### DATA PROVIDED ###

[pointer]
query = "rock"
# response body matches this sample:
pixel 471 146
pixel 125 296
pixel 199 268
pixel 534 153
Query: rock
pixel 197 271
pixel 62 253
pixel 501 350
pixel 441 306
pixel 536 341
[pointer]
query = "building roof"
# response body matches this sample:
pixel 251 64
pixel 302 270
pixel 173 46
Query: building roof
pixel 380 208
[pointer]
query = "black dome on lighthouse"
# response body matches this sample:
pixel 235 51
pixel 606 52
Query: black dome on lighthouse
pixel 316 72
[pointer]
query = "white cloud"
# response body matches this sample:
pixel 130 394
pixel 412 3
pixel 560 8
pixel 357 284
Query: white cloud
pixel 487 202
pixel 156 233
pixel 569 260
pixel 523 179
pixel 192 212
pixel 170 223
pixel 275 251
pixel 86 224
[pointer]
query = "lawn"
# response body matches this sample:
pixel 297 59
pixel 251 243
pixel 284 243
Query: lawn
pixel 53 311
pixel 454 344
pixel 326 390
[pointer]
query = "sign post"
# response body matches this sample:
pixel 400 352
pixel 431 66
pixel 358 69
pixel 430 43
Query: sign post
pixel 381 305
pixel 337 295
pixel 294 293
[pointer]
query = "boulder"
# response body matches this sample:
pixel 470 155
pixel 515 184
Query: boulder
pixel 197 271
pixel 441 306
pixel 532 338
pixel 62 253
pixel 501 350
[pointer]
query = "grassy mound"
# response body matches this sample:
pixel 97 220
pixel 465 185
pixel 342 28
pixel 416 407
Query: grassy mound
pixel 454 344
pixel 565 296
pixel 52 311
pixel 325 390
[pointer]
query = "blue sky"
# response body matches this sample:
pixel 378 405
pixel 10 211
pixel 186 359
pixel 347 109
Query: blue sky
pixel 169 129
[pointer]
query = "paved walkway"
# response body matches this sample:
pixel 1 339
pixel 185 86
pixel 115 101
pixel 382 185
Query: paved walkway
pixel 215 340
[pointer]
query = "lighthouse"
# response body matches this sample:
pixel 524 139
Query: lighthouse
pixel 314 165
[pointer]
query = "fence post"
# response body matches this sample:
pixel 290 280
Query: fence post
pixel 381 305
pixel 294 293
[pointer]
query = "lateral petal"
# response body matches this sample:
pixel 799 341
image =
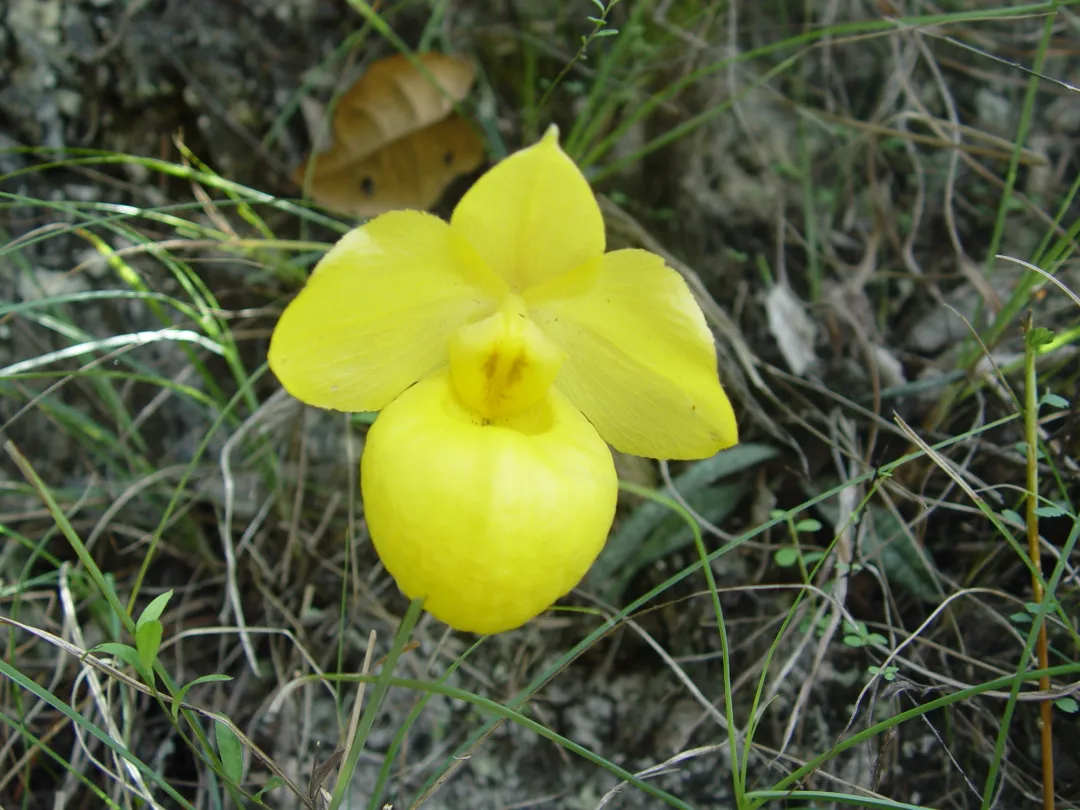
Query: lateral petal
pixel 378 311
pixel 640 363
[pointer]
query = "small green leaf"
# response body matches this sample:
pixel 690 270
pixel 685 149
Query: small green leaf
pixel 154 609
pixel 272 784
pixel 1039 336
pixel 785 557
pixel 201 679
pixel 147 642
pixel 230 751
pixel 1067 704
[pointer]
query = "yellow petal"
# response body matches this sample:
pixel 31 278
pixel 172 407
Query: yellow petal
pixel 488 521
pixel 503 364
pixel 532 217
pixel 378 311
pixel 640 361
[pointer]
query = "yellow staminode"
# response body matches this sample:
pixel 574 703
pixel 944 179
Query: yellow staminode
pixel 505 348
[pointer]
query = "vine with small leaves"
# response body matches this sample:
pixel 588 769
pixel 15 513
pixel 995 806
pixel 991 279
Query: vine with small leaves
pixel 599 29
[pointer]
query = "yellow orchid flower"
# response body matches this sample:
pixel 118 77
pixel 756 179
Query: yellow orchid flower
pixel 505 350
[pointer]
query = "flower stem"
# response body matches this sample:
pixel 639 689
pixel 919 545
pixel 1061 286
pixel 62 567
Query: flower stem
pixel 1031 436
pixel 372 710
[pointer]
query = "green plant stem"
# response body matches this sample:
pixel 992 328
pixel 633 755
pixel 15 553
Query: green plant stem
pixel 1031 435
pixel 372 710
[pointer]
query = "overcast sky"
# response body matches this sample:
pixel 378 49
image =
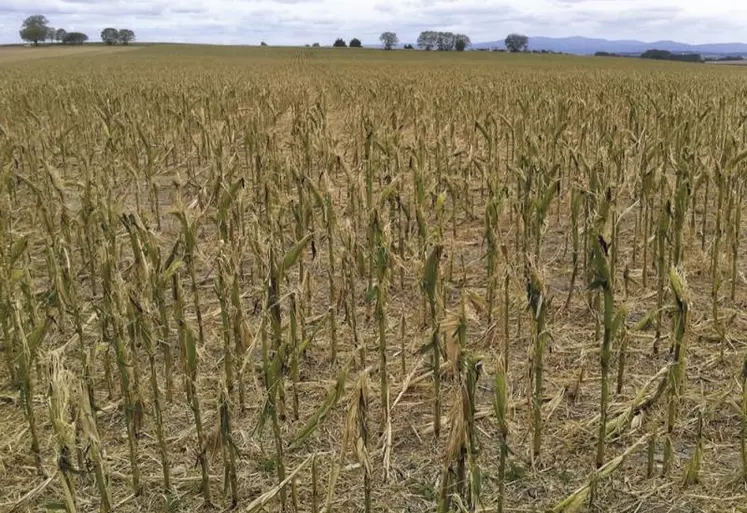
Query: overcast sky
pixel 306 21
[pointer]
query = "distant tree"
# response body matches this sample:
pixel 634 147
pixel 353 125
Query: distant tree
pixel 60 35
pixel 443 41
pixel 665 55
pixel 427 40
pixel 462 42
pixel 110 36
pixel 517 43
pixel 389 40
pixel 75 38
pixel 34 29
pixel 126 36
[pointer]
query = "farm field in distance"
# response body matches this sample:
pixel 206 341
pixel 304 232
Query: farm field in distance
pixel 291 279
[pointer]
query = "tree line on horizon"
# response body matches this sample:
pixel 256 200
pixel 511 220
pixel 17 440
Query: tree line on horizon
pixel 430 40
pixel 36 28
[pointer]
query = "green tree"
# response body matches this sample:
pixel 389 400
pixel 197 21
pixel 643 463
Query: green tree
pixel 126 36
pixel 462 42
pixel 389 40
pixel 75 38
pixel 110 35
pixel 34 29
pixel 60 35
pixel 517 43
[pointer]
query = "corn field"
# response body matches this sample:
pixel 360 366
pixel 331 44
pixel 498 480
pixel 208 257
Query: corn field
pixel 306 280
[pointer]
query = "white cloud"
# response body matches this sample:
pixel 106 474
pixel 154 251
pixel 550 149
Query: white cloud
pixel 306 21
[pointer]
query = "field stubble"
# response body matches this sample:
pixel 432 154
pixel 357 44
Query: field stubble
pixel 165 244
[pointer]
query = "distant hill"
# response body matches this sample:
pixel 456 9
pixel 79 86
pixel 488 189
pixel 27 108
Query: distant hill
pixel 587 46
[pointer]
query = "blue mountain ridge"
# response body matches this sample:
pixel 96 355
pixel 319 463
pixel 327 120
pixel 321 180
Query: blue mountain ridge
pixel 585 46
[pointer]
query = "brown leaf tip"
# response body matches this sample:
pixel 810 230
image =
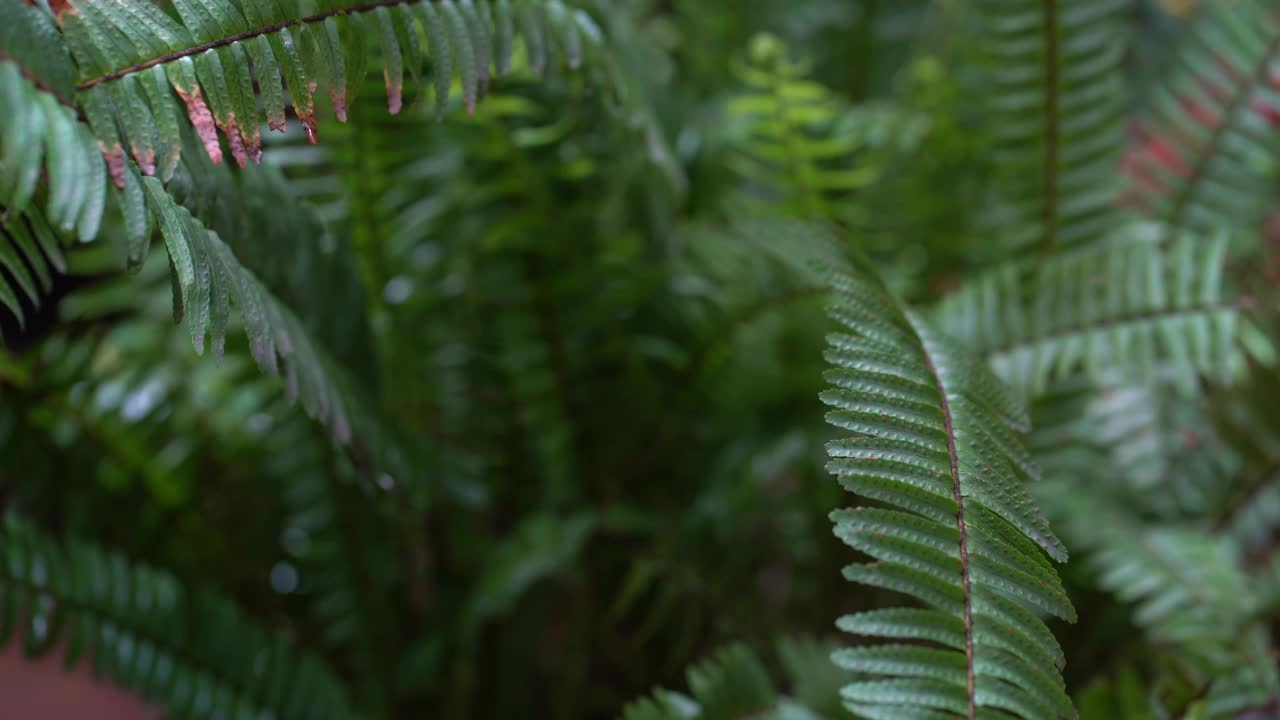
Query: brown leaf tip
pixel 204 123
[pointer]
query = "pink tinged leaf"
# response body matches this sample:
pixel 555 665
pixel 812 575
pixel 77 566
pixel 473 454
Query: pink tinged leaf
pixel 114 164
pixel 309 123
pixel 146 160
pixel 236 142
pixel 339 104
pixel 204 123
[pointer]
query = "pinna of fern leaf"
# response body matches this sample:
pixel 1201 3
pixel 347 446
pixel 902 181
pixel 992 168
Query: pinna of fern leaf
pixel 936 446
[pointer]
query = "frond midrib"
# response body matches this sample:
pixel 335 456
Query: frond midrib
pixel 952 458
pixel 1239 99
pixel 241 36
pixel 1051 127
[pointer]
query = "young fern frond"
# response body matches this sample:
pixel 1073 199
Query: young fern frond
pixel 794 140
pixel 129 54
pixel 1057 117
pixel 192 651
pixel 937 447
pixel 1200 164
pixel 1132 304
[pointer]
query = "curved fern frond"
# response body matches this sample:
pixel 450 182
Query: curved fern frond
pixel 1134 304
pixel 192 651
pixel 1208 146
pixel 936 440
pixel 224 59
pixel 1057 115
pixel 209 281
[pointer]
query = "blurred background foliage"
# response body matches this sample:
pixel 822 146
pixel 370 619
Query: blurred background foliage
pixel 600 413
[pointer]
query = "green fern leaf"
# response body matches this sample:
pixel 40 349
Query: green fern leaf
pixel 1132 305
pixel 191 651
pixel 1057 108
pixel 231 45
pixel 1208 153
pixel 936 440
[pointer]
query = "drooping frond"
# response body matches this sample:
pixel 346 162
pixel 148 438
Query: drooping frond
pixel 209 281
pixel 192 651
pixel 734 683
pixel 40 136
pixel 1205 150
pixel 1188 591
pixel 1134 304
pixel 224 59
pixel 792 141
pixel 1056 113
pixel 936 445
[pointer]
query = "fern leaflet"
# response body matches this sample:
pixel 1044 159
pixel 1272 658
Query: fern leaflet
pixel 937 442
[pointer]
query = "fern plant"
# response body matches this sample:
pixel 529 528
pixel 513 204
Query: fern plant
pixel 567 361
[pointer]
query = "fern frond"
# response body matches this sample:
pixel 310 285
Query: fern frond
pixel 1187 587
pixel 937 441
pixel 192 651
pixel 133 58
pixel 40 136
pixel 1130 305
pixel 31 254
pixel 1208 147
pixel 1057 113
pixel 794 141
pixel 209 281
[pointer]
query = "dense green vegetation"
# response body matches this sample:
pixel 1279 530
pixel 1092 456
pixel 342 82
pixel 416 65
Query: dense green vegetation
pixel 552 338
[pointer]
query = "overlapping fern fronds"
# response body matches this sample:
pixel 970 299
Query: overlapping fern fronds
pixel 129 54
pixel 42 139
pixel 1057 108
pixel 191 651
pixel 1133 304
pixel 1189 592
pixel 1208 146
pixel 936 445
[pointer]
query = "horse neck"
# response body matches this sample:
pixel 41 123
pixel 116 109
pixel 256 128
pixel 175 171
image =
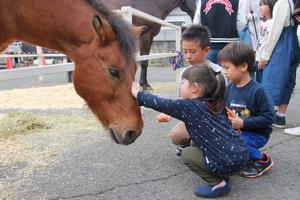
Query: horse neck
pixel 158 8
pixel 63 31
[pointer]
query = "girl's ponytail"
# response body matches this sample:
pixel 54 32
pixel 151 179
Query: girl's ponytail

###

GIVEN EXERCISE: Repeat the stretch of the records from the start through the line containing "pixel 215 340", both ends included.

FINISHED EXERCISE:
[pointer]
query = "rock"
# response body matches this sample:
pixel 471 146
pixel 125 296
pixel 199 268
pixel 534 153
Query: rock
pixel 197 271
pixel 62 253
pixel 501 350
pixel 441 306
pixel 536 341
[pointer]
query = "building roof"
# response body matches this sample:
pixel 251 64
pixel 302 270
pixel 173 46
Query: building roof
pixel 380 208
[pointer]
query = "black dome on lighthouse"
# response body matches this sample:
pixel 235 51
pixel 606 52
Query: black dome on lighthouse
pixel 316 72
[pointer]
query = "white cloud"
# response body matches this sample:
pixel 130 394
pixel 412 3
pixel 560 8
pixel 357 284
Query: white cloud
pixel 487 202
pixel 156 233
pixel 569 260
pixel 523 179
pixel 192 212
pixel 170 223
pixel 275 251
pixel 86 224
[pointer]
query = "lawn"
# response body matches this sample:
pixel 297 59
pixel 251 243
pixel 284 243
Query: lawn
pixel 53 311
pixel 454 344
pixel 326 390
[pointer]
query = "sign post"
# response body matches this sample:
pixel 400 352
pixel 431 66
pixel 358 69
pixel 430 43
Query: sign post
pixel 381 305
pixel 337 295
pixel 294 293
[pointer]
query = "boulder"
# response body matches this sample:
pixel 470 155
pixel 515 184
Query: boulder
pixel 197 271
pixel 441 306
pixel 532 338
pixel 62 253
pixel 501 350
[pointer]
query = "grassy mound"
# response body matches this sample:
pixel 97 220
pixel 465 185
pixel 342 28
pixel 416 407
Query: grassy mound
pixel 454 344
pixel 565 296
pixel 52 311
pixel 325 390
[pointer]
query = "blue sky"
# response body matches this sample:
pixel 378 405
pixel 10 211
pixel 186 359
pixel 347 109
Query: blue sky
pixel 169 129
[pointer]
query = "paved walkway"
# response body matches this sample:
pixel 1 339
pixel 185 86
pixel 115 101
pixel 382 185
Query: paved walkway
pixel 215 340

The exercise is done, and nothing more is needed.